**WRITTEN REQUEST**
Please list every product that the passage on traditional husbandry below says the livestock produced.

**DOCUMENT**

[start]

Although the landscape and the organisation and management of farming changed at the time of enclosure, the fundamentals of husbandry did not. Whether his land was still in the open fields or was enclosed, one basic principle remained constant for the farmer, or to use a more traditional term, the ‘husbandman’. Whenever anything was taken off the farm – either as food for the family (unless they returned nutrients through night soil) or as goods to be sold off the farm – the husbandman was robbing the soil of its organic matter (humus) and nutrients so faced loss of fertility on the farm. There was a constant effort to minimise this loss. A number of strategies were used keep the land ‘in good heart’ by returning the nitrogen, phosphate, potassium, and other trace nutrients and organic matter used by the crops to the soil through animal dung. Hence, all ‘traditional husbandry’ was of necessity mixed farming and involved the close integration of livestock and crop. The arable land grew crops to produce food, fibre, and sometimes fuel, and the animals produced meat, dairy products, wool, hides, and tallow. Equally important, they produced manure without which the soil of the arable land would eventually become exhausted. This recycled most of the nutrients removed by the growing crops. Because the livestock improved the quality of the nutrients in the manure, it could actually increase the food available to the plants on the farm. Thus, ideally, the farm was worked in a self-sustaining cycle of arable and livestock production.

[end]

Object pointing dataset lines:
[start]

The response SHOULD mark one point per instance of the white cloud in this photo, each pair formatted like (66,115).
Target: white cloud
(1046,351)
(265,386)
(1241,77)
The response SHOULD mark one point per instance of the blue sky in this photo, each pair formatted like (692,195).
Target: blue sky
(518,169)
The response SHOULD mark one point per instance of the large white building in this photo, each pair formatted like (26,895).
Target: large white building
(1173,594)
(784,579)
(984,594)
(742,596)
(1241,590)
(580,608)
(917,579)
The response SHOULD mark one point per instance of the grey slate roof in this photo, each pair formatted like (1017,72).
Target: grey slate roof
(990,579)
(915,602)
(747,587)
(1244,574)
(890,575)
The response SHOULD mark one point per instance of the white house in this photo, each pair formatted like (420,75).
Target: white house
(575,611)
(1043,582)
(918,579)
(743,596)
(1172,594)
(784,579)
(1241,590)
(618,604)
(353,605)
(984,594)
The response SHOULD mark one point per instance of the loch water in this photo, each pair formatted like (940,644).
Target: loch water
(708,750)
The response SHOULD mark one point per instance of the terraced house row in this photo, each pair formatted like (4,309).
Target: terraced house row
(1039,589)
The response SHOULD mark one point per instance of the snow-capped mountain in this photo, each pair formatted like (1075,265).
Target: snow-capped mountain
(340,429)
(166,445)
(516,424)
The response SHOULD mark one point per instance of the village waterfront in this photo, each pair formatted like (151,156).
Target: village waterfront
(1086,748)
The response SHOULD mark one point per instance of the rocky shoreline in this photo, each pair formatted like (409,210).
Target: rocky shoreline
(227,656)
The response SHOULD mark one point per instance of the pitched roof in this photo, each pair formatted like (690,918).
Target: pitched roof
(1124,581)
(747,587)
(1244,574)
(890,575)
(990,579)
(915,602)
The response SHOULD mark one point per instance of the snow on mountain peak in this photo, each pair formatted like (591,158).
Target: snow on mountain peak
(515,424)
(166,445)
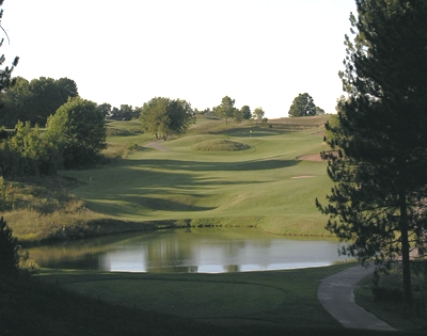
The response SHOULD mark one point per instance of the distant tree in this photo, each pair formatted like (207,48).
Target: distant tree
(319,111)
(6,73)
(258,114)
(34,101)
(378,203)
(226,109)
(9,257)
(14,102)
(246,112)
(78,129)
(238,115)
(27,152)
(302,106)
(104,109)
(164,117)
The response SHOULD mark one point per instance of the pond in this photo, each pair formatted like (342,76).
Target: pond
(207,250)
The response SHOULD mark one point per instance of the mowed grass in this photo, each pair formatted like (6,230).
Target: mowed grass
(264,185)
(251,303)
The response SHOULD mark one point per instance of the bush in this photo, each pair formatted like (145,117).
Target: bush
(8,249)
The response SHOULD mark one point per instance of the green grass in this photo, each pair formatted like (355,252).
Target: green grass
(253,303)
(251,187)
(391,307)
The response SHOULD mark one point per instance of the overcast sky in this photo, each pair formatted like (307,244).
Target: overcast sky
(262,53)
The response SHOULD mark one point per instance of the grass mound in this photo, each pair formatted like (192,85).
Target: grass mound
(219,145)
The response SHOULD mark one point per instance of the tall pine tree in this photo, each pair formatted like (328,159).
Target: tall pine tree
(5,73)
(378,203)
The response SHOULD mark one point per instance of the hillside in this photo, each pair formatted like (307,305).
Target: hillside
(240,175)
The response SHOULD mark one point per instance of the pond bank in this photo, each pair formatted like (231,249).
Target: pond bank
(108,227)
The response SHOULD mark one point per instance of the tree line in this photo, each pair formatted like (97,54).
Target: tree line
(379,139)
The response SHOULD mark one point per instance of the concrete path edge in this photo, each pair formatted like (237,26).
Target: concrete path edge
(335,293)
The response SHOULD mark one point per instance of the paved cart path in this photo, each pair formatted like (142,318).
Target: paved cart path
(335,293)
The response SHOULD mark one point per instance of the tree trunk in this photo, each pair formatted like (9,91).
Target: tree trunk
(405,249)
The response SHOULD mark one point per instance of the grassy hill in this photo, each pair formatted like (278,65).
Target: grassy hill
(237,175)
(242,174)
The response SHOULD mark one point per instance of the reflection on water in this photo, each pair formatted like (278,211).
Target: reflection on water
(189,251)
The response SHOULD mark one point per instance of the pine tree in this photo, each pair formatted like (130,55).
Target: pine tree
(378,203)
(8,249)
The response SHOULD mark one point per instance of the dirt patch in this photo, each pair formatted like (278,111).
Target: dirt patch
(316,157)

[end]
[start]

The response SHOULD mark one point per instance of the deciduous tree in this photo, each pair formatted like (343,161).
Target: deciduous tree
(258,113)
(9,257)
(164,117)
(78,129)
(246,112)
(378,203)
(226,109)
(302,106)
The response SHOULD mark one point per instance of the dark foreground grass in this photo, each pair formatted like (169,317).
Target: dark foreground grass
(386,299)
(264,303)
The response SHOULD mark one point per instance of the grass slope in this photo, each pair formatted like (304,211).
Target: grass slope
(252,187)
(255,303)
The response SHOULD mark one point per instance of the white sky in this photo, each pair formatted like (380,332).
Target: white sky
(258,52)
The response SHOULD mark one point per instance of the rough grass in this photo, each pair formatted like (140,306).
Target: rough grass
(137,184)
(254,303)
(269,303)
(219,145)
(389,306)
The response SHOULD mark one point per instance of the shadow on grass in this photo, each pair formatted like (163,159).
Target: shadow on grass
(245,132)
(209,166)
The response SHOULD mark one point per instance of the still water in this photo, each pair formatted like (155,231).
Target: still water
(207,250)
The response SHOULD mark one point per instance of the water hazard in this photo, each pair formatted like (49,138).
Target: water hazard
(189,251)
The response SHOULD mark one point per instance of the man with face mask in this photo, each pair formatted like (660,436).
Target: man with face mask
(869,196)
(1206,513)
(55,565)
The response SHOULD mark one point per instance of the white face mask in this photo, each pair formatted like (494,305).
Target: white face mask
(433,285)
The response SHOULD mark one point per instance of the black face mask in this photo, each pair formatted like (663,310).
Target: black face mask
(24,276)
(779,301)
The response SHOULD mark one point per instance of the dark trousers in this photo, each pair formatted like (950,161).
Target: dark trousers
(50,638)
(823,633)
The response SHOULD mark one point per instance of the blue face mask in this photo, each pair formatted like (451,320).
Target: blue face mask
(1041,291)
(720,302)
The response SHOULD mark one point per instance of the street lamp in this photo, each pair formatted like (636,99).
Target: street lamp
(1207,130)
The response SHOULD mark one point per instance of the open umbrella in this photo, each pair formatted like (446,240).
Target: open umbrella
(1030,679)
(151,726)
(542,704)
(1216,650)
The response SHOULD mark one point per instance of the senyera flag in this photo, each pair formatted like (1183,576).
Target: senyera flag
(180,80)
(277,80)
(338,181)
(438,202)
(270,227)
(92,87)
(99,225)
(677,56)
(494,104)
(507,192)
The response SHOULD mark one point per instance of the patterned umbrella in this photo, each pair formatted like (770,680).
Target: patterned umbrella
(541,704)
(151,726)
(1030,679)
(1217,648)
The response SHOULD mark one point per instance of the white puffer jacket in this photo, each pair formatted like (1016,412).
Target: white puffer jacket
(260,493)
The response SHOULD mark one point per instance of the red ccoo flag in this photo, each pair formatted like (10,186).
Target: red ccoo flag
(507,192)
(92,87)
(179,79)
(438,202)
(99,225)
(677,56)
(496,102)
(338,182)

[end]

**RESULT OF THIS TASK**
Meat, dairy products, wool, hides, tallow, and manure.